**What you are asked to do:**
Copy exactly. Begin with the line that contains "Query: boat hull" and stop after the last line of the records.
[Raw data — start]
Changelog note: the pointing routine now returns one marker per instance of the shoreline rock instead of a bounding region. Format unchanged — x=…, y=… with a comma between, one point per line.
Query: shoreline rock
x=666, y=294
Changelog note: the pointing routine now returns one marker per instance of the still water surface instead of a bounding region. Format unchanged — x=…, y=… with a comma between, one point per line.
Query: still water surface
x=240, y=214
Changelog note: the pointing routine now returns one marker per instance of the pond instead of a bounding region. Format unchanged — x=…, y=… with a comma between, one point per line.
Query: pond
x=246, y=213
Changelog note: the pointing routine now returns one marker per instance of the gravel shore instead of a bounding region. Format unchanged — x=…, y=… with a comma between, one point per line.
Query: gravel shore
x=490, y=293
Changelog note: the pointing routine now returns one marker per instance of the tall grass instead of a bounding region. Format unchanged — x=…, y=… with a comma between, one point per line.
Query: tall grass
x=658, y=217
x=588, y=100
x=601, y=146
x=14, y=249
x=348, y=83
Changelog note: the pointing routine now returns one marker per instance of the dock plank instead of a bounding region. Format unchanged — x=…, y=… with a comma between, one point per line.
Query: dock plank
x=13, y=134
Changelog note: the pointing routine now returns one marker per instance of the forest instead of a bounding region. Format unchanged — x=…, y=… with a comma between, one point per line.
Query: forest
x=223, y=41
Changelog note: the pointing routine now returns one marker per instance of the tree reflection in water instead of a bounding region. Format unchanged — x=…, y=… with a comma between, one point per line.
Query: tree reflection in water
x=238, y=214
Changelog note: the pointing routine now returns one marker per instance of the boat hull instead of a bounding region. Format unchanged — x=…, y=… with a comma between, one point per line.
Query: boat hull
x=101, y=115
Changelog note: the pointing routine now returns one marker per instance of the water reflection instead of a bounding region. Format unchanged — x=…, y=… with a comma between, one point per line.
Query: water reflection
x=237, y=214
[Raw data — finish]
**Exercise response:**
Query: boat hull
x=101, y=115
Changelog note: the pointing routine now returns one marker per instance of the water reflection instead of a bounding region. Format unchanged — x=…, y=… with a comma between, one point per line.
Query: water reflection
x=237, y=214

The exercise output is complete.